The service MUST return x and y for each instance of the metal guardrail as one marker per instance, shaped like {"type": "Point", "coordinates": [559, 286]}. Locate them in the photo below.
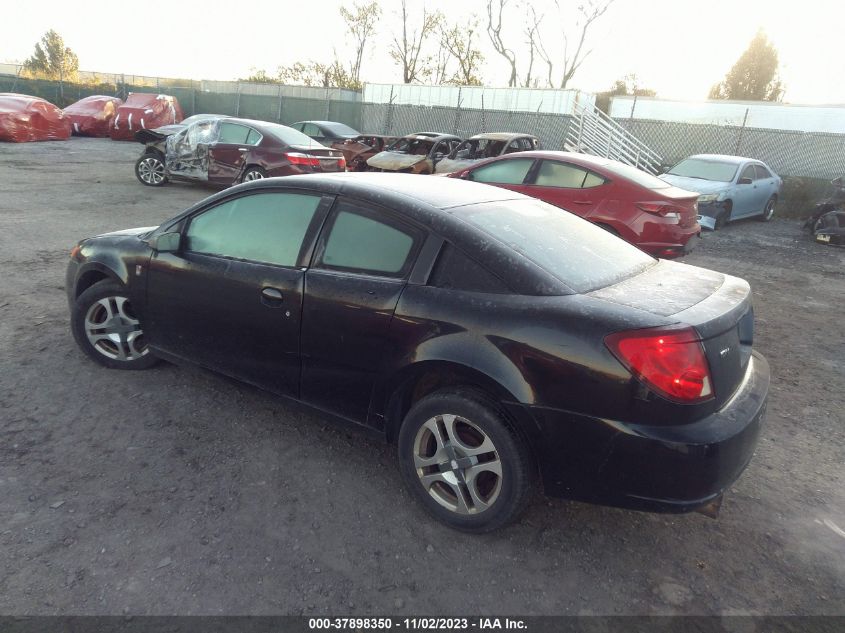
{"type": "Point", "coordinates": [593, 132]}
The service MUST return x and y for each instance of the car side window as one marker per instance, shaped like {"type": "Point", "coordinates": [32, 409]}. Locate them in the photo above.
{"type": "Point", "coordinates": [749, 172]}
{"type": "Point", "coordinates": [262, 227]}
{"type": "Point", "coordinates": [555, 174]}
{"type": "Point", "coordinates": [505, 172]}
{"type": "Point", "coordinates": [762, 172]}
{"type": "Point", "coordinates": [232, 133]}
{"type": "Point", "coordinates": [366, 240]}
{"type": "Point", "coordinates": [253, 137]}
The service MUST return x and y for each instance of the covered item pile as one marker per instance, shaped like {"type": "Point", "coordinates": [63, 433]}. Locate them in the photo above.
{"type": "Point", "coordinates": [93, 116]}
{"type": "Point", "coordinates": [24, 118]}
{"type": "Point", "coordinates": [143, 111]}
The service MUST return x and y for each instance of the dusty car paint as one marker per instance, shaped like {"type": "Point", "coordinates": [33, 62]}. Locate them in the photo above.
{"type": "Point", "coordinates": [360, 347]}
{"type": "Point", "coordinates": [483, 146]}
{"type": "Point", "coordinates": [415, 153]}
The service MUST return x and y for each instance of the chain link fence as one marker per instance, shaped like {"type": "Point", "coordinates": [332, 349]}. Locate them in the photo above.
{"type": "Point", "coordinates": [789, 153]}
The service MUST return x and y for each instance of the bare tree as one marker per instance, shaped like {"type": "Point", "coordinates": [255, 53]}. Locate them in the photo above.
{"type": "Point", "coordinates": [588, 12]}
{"type": "Point", "coordinates": [494, 31]}
{"type": "Point", "coordinates": [361, 22]}
{"type": "Point", "coordinates": [407, 50]}
{"type": "Point", "coordinates": [458, 42]}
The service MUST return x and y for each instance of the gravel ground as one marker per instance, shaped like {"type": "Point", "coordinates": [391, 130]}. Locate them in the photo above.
{"type": "Point", "coordinates": [176, 491]}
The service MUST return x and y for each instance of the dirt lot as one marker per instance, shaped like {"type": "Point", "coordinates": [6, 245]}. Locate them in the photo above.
{"type": "Point", "coordinates": [177, 491]}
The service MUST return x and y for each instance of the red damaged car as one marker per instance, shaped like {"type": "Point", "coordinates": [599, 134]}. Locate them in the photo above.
{"type": "Point", "coordinates": [225, 151]}
{"type": "Point", "coordinates": [144, 111]}
{"type": "Point", "coordinates": [638, 207]}
{"type": "Point", "coordinates": [24, 118]}
{"type": "Point", "coordinates": [93, 116]}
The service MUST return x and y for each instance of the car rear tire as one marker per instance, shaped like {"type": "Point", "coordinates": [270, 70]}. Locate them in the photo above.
{"type": "Point", "coordinates": [769, 209]}
{"type": "Point", "coordinates": [150, 170]}
{"type": "Point", "coordinates": [463, 463]}
{"type": "Point", "coordinates": [105, 326]}
{"type": "Point", "coordinates": [723, 218]}
{"type": "Point", "coordinates": [254, 173]}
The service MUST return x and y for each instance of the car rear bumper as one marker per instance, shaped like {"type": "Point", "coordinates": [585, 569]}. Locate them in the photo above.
{"type": "Point", "coordinates": [654, 468]}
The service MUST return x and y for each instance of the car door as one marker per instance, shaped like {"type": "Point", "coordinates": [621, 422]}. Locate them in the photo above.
{"type": "Point", "coordinates": [228, 154]}
{"type": "Point", "coordinates": [360, 268]}
{"type": "Point", "coordinates": [230, 297]}
{"type": "Point", "coordinates": [508, 173]}
{"type": "Point", "coordinates": [746, 199]}
{"type": "Point", "coordinates": [567, 186]}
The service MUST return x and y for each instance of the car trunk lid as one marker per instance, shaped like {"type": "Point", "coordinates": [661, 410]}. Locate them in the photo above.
{"type": "Point", "coordinates": [718, 306]}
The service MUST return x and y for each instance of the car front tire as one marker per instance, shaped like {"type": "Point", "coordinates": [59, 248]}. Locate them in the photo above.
{"type": "Point", "coordinates": [150, 170]}
{"type": "Point", "coordinates": [463, 463]}
{"type": "Point", "coordinates": [106, 328]}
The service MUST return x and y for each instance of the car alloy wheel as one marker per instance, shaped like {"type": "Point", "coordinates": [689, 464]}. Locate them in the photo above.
{"type": "Point", "coordinates": [457, 464]}
{"type": "Point", "coordinates": [108, 330]}
{"type": "Point", "coordinates": [151, 171]}
{"type": "Point", "coordinates": [114, 331]}
{"type": "Point", "coordinates": [461, 458]}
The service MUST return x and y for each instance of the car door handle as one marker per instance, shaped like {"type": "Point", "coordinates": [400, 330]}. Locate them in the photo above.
{"type": "Point", "coordinates": [271, 297]}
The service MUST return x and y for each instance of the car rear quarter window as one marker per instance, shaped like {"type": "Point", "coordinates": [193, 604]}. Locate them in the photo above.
{"type": "Point", "coordinates": [454, 270]}
{"type": "Point", "coordinates": [504, 172]}
{"type": "Point", "coordinates": [262, 227]}
{"type": "Point", "coordinates": [556, 174]}
{"type": "Point", "coordinates": [578, 253]}
{"type": "Point", "coordinates": [232, 133]}
{"type": "Point", "coordinates": [762, 172]}
{"type": "Point", "coordinates": [366, 240]}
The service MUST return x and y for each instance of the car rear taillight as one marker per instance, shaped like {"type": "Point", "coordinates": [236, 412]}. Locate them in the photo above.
{"type": "Point", "coordinates": [670, 361]}
{"type": "Point", "coordinates": [297, 158]}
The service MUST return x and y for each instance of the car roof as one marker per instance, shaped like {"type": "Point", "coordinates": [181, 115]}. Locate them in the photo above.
{"type": "Point", "coordinates": [500, 136]}
{"type": "Point", "coordinates": [724, 158]}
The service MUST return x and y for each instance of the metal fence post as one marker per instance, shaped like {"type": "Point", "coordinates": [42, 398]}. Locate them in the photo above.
{"type": "Point", "coordinates": [741, 130]}
{"type": "Point", "coordinates": [279, 113]}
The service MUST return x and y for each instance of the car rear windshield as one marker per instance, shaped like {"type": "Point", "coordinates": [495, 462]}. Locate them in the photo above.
{"type": "Point", "coordinates": [290, 136]}
{"type": "Point", "coordinates": [341, 128]}
{"type": "Point", "coordinates": [580, 254]}
{"type": "Point", "coordinates": [705, 169]}
{"type": "Point", "coordinates": [638, 176]}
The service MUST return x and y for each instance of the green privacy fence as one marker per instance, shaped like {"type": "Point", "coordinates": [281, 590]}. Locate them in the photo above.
{"type": "Point", "coordinates": [194, 100]}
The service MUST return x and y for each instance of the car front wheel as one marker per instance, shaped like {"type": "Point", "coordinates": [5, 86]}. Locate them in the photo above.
{"type": "Point", "coordinates": [149, 169]}
{"type": "Point", "coordinates": [106, 327]}
{"type": "Point", "coordinates": [769, 209]}
{"type": "Point", "coordinates": [462, 461]}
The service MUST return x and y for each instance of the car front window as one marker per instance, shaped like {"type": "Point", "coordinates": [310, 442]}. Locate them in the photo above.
{"type": "Point", "coordinates": [262, 227]}
{"type": "Point", "coordinates": [718, 171]}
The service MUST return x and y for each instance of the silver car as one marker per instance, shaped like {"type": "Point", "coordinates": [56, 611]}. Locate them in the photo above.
{"type": "Point", "coordinates": [730, 187]}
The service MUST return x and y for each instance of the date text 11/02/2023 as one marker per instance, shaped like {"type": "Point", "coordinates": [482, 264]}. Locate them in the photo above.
{"type": "Point", "coordinates": [414, 624]}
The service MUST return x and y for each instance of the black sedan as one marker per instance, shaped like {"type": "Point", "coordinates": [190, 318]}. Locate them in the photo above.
{"type": "Point", "coordinates": [496, 339]}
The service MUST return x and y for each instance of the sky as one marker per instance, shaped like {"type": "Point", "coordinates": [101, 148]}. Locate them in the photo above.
{"type": "Point", "coordinates": [679, 48]}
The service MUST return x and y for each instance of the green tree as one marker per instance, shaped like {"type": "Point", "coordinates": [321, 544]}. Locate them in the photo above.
{"type": "Point", "coordinates": [754, 75]}
{"type": "Point", "coordinates": [52, 59]}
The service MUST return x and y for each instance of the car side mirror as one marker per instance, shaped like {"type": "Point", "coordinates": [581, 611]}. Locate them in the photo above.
{"type": "Point", "coordinates": [166, 242]}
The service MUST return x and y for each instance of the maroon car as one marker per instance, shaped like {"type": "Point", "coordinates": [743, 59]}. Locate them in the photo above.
{"type": "Point", "coordinates": [225, 151]}
{"type": "Point", "coordinates": [642, 209]}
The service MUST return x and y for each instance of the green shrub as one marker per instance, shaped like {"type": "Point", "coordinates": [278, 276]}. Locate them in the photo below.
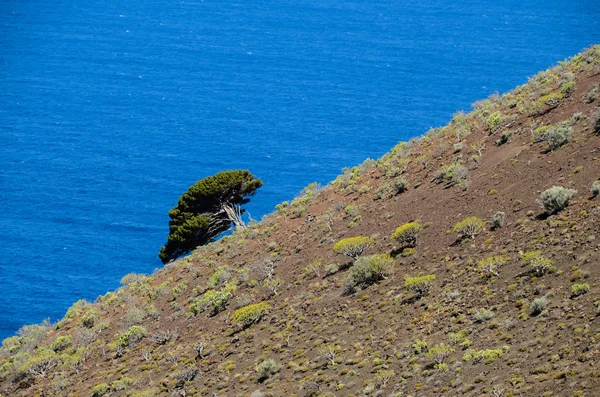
{"type": "Point", "coordinates": [567, 89]}
{"type": "Point", "coordinates": [251, 314]}
{"type": "Point", "coordinates": [408, 233]}
{"type": "Point", "coordinates": [488, 355]}
{"type": "Point", "coordinates": [368, 270]}
{"type": "Point", "coordinates": [331, 269]}
{"type": "Point", "coordinates": [446, 173]}
{"type": "Point", "coordinates": [596, 188]}
{"type": "Point", "coordinates": [100, 390]}
{"type": "Point", "coordinates": [282, 207]}
{"type": "Point", "coordinates": [555, 199]}
{"type": "Point", "coordinates": [419, 284]}
{"type": "Point", "coordinates": [419, 347]}
{"type": "Point", "coordinates": [214, 301]}
{"type": "Point", "coordinates": [353, 246]}
{"type": "Point", "coordinates": [267, 368]}
{"type": "Point", "coordinates": [497, 220]}
{"type": "Point", "coordinates": [491, 265]}
{"type": "Point", "coordinates": [439, 353]}
{"type": "Point", "coordinates": [580, 289]}
{"type": "Point", "coordinates": [131, 337]}
{"type": "Point", "coordinates": [89, 318]}
{"type": "Point", "coordinates": [494, 121]}
{"type": "Point", "coordinates": [39, 365]}
{"type": "Point", "coordinates": [61, 343]}
{"type": "Point", "coordinates": [469, 227]}
{"type": "Point", "coordinates": [538, 305]}
{"type": "Point", "coordinates": [399, 185]}
{"type": "Point", "coordinates": [539, 264]}
{"type": "Point", "coordinates": [483, 315]}
{"type": "Point", "coordinates": [221, 275]}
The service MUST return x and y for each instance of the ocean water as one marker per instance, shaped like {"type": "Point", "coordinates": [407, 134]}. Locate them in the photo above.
{"type": "Point", "coordinates": [109, 110]}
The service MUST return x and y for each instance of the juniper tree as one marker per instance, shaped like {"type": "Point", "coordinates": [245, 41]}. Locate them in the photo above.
{"type": "Point", "coordinates": [206, 210]}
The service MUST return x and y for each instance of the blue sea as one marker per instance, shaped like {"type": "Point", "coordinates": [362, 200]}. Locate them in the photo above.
{"type": "Point", "coordinates": [109, 110]}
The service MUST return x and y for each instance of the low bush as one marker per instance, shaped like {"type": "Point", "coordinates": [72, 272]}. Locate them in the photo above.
{"type": "Point", "coordinates": [61, 343]}
{"type": "Point", "coordinates": [408, 233]}
{"type": "Point", "coordinates": [439, 353]}
{"type": "Point", "coordinates": [488, 355]}
{"type": "Point", "coordinates": [539, 305]}
{"type": "Point", "coordinates": [483, 315]}
{"type": "Point", "coordinates": [353, 246]}
{"type": "Point", "coordinates": [131, 337]}
{"type": "Point", "coordinates": [580, 289]}
{"type": "Point", "coordinates": [251, 314]}
{"type": "Point", "coordinates": [469, 227]}
{"type": "Point", "coordinates": [419, 284]}
{"type": "Point", "coordinates": [39, 365]}
{"type": "Point", "coordinates": [539, 264]}
{"type": "Point", "coordinates": [419, 347]}
{"type": "Point", "coordinates": [497, 220]}
{"type": "Point", "coordinates": [100, 390]}
{"type": "Point", "coordinates": [367, 270]}
{"type": "Point", "coordinates": [212, 301]}
{"type": "Point", "coordinates": [595, 188]}
{"type": "Point", "coordinates": [331, 269]}
{"type": "Point", "coordinates": [555, 199]}
{"type": "Point", "coordinates": [491, 265]}
{"type": "Point", "coordinates": [266, 368]}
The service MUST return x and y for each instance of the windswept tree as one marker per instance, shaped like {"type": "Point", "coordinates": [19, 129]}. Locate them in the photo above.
{"type": "Point", "coordinates": [206, 210]}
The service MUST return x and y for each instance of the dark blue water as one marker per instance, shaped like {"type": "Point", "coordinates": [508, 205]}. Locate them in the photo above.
{"type": "Point", "coordinates": [109, 110]}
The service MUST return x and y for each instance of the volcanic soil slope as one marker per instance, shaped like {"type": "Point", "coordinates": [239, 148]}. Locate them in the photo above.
{"type": "Point", "coordinates": [463, 262]}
────────────────
Here, the lines to copy run from the one containing "of the volcanic" to the final line of the listing; copy them exactly and nothing else.

### WRITTEN SOLUTION
The service MUST return x and y for each instance of the volcanic soil slope as one marker per instance, shaped like {"type": "Point", "coordinates": [239, 148]}. Locate them in the photo above.
{"type": "Point", "coordinates": [463, 262]}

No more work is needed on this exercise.